We, then, got into an incredibly difficult couple of years in the early '90s, after the collapse of the centrally planned economy. In these days, I had to get up at 4 o'clock in the morning to buy milk for my daughter; and I saw how my mother's lifelong saving melted to nothing because of hyperinflation; and then the country took onboard prudent policies.

Up to this day, Bulgaria is immune against borrowing willy‑nilly and squandering money into white elephant type of projects. During this crisis, we see Bulgaria being one of the countries that have handled the economic impact of the pandemic fairly well because of strong buffers and strong finances.

I bring this experience to the Fund. And it is both an understanding that is a pathway to sound micro‑economic framework, but also having the empathy for people that are for very often no fault of their own, experiencing the negative consequences of bad policies and how this transition to sound micro‑finances can be managed with attention to social needs.

You don't pull the plug on your education and health expenditures, you guarantee that as a result of adjustment when this adjustment is necessary, the country is getting better off. But the most vulnerable, the poorest people are not left out, they actually are a center of attention.

We are now living through a very unique crisis. And to go back to your first question on the value of these institutions, if we needed to be vindicated for being part of the global landscape, this crisis gave us the ample opportunity for that.

The Fund assessed the crisis very quickly and came up with unorthodox policy advice. We basically said, spend, keep the receipts. You don't hear an IMF managing director saying this word, 'spend,' often.

We did that because it was the right thing to do. Now we are talking about calibration of support at this stage of the crisis; and then we stepped up very, very rapidly crisis finance directed to, especially, the most vulnerable countries.

We have funded some $105 billion, since the beginning of the pandemic, benefitting 83 countries; 49 of these 83 countries are low‑income countries. And this is where we made the biggest difference by significantly increasing our concessional lending capacity to provide lifelines where they are most needed.

I can say it was my upbringing, but even more so, having served as a crisis commissioner, and learning what it is to anticipate a shock and when the shock comes to act decisively.

PROFESSOR JOYCE: Speaking of that, not only does the IMF and you talk about the crisis to do what we need to do now, and which you have just outlined, but I know you have also talked about the world after the crisis and how things will change. You said that the crisis has triggered profound structural transformations of national economies. And you said that governments must be ready to aid in the transformation of those economies.

I wonder if you can tell us which sectors of the economies may prosper, which economies may not, and may contract, and what type of policies do you see governments with the backing of the Fund enacting?

Problems and tasks
A. Edit the IMF interview passage starting with "You don't pull" and going on through "opportunity for that." so that "plug" becomes "cord".
B. According to the IMF interview, how many of the 83 countries that benefited from Fund financing since the pandemic began are low-income countries?

Records from a collection

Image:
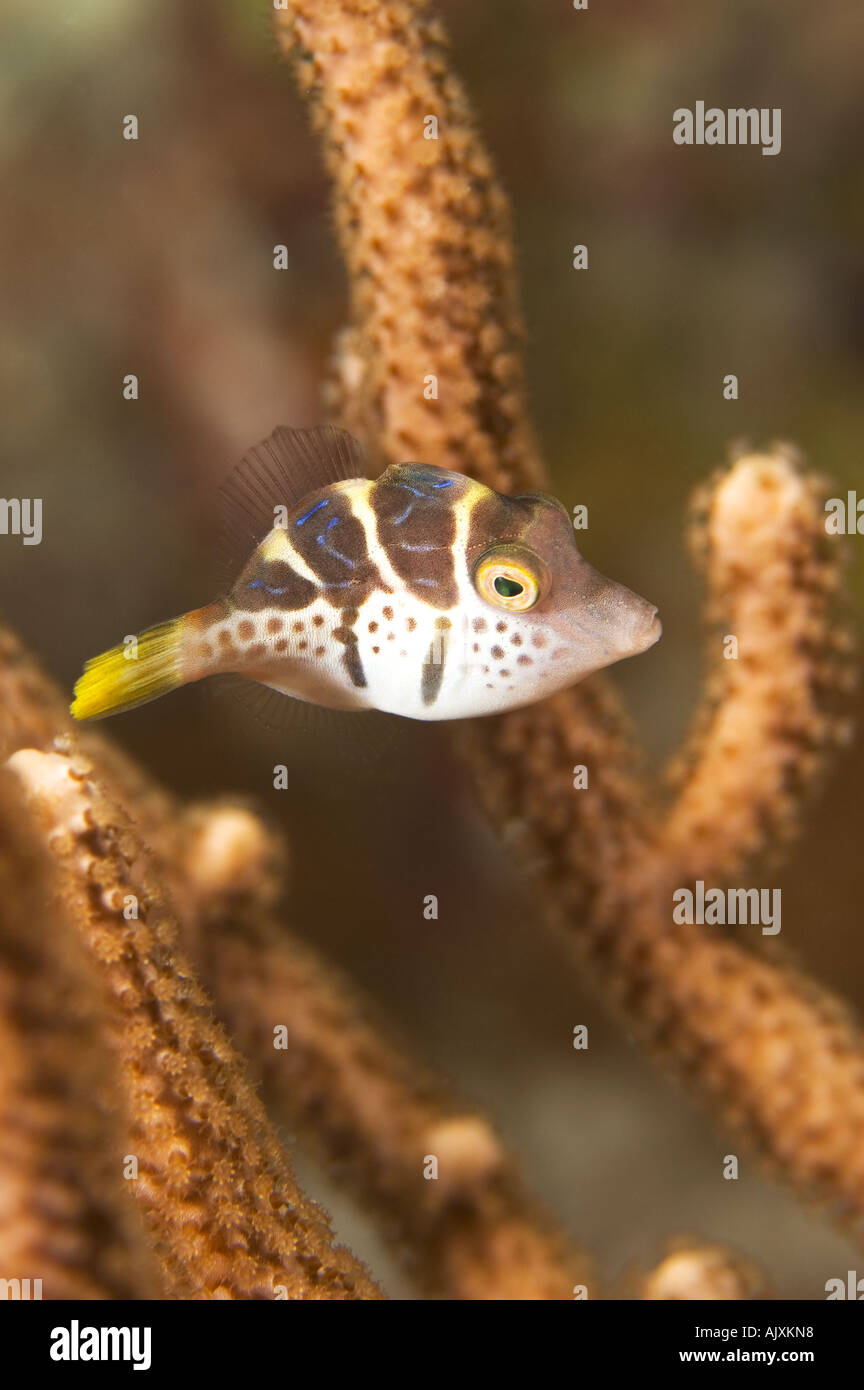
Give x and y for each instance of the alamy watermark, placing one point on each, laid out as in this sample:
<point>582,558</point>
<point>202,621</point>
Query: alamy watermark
<point>728,906</point>
<point>735,125</point>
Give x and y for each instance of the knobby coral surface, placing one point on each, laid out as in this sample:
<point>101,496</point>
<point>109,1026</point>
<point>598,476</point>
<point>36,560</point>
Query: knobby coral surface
<point>777,1055</point>
<point>136,1158</point>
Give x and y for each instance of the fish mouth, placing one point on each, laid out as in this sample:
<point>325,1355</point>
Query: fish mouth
<point>648,631</point>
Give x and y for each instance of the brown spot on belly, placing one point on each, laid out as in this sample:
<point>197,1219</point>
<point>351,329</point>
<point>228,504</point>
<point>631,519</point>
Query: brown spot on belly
<point>332,542</point>
<point>271,584</point>
<point>416,519</point>
<point>350,656</point>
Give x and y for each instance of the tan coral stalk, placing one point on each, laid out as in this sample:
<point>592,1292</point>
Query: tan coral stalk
<point>221,1203</point>
<point>361,1105</point>
<point>64,1216</point>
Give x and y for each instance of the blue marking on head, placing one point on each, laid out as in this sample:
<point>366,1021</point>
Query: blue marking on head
<point>329,549</point>
<point>311,512</point>
<point>260,584</point>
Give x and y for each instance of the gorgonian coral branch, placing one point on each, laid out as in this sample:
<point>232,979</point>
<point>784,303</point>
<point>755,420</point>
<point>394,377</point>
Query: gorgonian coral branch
<point>221,1204</point>
<point>764,1043</point>
<point>779,1058</point>
<point>65,1223</point>
<point>361,1105</point>
<point>773,706</point>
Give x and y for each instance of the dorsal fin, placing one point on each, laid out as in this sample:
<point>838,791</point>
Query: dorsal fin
<point>281,471</point>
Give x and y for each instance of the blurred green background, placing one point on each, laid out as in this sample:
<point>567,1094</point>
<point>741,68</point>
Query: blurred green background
<point>156,257</point>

Outputs by task
A.
You don't pull the cord on your education and health expenditures, you guarantee that as a result of adjustment when this adjustment is necessary, the country is getting better off. But the most vulnerable, the poorest people are not left out, they actually are a center of attention.

We are now living through a very unique crisis. And to go back to your first question on the value of these institutions, if we needed to be vindicated for being part of the global landscape, this crisis gave us the ample opportunity for that.

B. 49